» Given request: Gather every line from the entries below that contains the word "hand", and copy each of those lines in full.

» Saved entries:

- - - - -

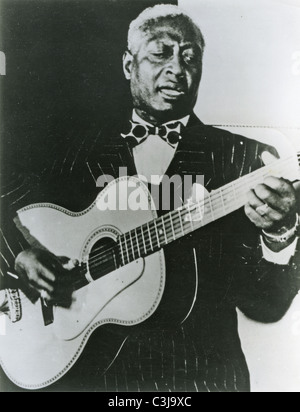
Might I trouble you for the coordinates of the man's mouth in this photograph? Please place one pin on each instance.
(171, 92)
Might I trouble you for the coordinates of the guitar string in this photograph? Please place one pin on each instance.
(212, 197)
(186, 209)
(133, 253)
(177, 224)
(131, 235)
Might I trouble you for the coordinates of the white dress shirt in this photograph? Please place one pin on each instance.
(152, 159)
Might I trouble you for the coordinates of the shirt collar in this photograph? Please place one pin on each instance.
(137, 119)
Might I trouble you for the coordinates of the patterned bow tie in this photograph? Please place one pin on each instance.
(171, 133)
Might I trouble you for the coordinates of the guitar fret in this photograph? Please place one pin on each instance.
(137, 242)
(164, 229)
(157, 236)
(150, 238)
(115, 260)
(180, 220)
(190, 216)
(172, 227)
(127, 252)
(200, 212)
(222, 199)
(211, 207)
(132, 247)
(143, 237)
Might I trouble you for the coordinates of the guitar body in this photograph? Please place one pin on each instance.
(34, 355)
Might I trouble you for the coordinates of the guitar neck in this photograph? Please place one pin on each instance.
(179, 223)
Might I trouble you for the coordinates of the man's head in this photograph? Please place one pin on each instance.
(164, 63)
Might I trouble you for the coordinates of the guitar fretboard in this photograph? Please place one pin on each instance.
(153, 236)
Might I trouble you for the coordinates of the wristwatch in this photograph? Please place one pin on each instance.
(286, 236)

- - - - -

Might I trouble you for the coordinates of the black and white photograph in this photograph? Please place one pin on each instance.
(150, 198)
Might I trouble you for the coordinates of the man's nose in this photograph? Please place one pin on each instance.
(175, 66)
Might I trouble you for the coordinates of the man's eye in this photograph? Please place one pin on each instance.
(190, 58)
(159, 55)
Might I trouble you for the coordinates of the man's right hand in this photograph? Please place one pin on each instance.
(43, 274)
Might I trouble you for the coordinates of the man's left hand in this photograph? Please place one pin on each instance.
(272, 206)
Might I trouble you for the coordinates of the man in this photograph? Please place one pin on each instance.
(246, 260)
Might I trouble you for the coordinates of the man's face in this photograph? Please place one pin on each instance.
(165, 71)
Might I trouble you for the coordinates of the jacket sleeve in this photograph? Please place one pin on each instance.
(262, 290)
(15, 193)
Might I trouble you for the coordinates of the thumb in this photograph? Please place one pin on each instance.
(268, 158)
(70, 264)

- - - - -

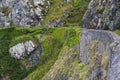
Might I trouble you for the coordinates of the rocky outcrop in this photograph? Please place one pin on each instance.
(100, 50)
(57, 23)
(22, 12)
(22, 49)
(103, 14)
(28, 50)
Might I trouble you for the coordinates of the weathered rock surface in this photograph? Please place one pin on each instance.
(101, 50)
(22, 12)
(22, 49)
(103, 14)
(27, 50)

- - - - -

» Answer to this task:
Might I trouble you for the coordinates of the man's right hand in this photograph? Please place one pin on each instance.
Might I trouble you for the coordinates of the man's left hand in this photograph? Please place one pin on each instance.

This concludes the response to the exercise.